**STATED GOAL:**
Write out again the stretch from the line containing "stalk you find." through the line containing "[398,2,415,127]", with the request line included, and add 18 to every coordinate in the answers.

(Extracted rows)
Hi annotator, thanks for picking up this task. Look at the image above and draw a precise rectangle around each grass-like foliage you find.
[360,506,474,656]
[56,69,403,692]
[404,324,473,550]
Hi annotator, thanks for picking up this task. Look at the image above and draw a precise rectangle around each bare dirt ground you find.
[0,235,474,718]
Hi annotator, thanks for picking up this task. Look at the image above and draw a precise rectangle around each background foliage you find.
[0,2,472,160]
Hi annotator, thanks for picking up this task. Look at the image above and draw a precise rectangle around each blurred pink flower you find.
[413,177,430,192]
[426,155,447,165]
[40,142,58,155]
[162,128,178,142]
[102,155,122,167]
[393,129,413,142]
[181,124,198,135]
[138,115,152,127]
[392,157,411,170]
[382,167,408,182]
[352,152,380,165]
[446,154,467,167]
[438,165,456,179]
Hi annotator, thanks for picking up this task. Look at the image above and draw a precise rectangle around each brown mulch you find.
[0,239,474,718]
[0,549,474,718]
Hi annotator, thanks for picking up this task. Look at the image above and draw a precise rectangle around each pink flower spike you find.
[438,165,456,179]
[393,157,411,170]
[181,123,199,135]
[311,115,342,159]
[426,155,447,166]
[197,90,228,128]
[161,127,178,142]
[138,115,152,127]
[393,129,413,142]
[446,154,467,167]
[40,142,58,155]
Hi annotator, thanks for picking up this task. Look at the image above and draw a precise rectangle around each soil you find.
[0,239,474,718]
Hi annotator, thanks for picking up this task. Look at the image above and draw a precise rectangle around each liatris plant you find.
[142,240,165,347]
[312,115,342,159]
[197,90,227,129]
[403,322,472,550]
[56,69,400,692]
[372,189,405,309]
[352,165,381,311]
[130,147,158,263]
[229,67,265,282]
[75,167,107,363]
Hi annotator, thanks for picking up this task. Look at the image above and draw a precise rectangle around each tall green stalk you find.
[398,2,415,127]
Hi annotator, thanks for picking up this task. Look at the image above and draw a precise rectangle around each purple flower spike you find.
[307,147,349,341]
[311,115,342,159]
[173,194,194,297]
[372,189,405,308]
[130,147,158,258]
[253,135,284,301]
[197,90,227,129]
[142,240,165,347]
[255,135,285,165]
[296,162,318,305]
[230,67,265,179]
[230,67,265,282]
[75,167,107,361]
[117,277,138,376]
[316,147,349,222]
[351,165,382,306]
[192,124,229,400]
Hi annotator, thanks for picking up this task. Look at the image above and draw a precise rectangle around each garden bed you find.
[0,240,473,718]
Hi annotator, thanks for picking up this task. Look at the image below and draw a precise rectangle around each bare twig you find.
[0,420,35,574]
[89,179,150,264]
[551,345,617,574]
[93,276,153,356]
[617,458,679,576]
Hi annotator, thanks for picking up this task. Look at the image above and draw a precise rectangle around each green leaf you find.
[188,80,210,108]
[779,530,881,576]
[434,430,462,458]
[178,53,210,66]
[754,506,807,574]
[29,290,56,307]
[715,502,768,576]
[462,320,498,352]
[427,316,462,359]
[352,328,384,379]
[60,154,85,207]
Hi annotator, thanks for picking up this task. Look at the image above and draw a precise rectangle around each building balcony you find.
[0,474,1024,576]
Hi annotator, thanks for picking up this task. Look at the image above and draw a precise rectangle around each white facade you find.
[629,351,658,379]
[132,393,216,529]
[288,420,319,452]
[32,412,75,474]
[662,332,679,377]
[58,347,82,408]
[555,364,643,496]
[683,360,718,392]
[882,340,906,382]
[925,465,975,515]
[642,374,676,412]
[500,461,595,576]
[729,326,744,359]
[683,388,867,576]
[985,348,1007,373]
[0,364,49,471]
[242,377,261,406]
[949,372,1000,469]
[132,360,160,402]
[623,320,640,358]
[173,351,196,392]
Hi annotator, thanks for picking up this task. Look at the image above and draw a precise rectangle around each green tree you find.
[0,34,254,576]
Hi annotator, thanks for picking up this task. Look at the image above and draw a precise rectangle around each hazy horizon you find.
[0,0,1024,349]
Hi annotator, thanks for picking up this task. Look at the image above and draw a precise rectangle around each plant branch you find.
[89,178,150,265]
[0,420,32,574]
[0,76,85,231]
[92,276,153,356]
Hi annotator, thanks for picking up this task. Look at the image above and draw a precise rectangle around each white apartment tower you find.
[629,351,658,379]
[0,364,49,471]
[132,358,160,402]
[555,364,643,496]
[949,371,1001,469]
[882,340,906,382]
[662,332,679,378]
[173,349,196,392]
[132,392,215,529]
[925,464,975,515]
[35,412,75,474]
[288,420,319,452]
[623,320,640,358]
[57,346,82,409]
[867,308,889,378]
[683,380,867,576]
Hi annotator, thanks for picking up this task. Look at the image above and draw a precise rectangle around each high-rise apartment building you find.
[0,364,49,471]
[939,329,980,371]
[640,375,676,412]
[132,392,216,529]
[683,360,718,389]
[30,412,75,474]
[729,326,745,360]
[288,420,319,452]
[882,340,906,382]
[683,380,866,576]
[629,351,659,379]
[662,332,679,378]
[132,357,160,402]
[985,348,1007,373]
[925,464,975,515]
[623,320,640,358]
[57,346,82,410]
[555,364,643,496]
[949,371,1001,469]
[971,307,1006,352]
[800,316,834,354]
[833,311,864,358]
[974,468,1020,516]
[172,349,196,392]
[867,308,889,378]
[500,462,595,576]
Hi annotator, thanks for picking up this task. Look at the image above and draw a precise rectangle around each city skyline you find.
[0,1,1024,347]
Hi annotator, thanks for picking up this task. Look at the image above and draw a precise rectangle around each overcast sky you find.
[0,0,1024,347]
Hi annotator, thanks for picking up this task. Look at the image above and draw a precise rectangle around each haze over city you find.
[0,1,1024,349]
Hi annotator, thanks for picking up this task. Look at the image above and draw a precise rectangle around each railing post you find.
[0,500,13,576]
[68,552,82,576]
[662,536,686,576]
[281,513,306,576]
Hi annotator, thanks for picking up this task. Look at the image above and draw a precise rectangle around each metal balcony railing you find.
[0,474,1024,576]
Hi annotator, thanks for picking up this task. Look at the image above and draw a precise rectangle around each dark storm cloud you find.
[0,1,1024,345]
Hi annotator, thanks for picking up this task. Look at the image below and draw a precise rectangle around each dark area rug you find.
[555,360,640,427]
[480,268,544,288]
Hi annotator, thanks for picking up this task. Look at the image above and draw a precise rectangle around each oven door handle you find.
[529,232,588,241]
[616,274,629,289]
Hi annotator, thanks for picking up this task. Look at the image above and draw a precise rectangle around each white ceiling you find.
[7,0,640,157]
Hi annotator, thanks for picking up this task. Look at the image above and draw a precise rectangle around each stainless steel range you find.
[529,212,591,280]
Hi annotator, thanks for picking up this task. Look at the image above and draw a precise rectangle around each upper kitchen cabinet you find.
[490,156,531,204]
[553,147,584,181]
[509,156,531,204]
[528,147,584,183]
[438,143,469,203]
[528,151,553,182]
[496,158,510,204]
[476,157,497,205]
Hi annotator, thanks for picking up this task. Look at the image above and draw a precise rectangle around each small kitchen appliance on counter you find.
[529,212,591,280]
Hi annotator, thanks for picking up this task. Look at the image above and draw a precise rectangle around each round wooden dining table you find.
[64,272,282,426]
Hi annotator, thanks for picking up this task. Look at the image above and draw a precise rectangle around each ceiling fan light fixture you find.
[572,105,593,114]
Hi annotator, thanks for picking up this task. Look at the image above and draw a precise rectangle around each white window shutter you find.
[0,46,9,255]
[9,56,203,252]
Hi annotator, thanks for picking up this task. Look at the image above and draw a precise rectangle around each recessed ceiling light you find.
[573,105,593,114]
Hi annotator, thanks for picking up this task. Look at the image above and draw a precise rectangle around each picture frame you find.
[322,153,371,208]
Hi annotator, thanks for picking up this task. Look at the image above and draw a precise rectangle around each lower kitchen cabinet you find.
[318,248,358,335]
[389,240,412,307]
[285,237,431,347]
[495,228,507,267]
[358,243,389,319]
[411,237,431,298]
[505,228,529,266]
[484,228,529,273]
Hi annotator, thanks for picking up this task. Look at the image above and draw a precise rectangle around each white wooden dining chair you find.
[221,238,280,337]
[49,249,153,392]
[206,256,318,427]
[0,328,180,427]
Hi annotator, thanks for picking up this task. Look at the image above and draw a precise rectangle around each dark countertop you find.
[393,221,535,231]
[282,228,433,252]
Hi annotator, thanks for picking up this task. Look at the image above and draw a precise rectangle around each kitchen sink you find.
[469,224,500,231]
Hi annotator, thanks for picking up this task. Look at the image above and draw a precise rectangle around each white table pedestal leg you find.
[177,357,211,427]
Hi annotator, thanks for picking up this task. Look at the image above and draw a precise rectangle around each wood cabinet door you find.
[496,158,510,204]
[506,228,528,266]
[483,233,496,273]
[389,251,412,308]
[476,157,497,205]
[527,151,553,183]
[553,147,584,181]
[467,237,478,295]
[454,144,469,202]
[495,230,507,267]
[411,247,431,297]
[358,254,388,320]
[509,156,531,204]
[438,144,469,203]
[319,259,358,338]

**RESPONSE TO THE EXERCISE:**
Hi annotator, thanks for picking up this task. Look at the image above and draw a precise rectangle around each tall green stalk you find.
[416,20,433,145]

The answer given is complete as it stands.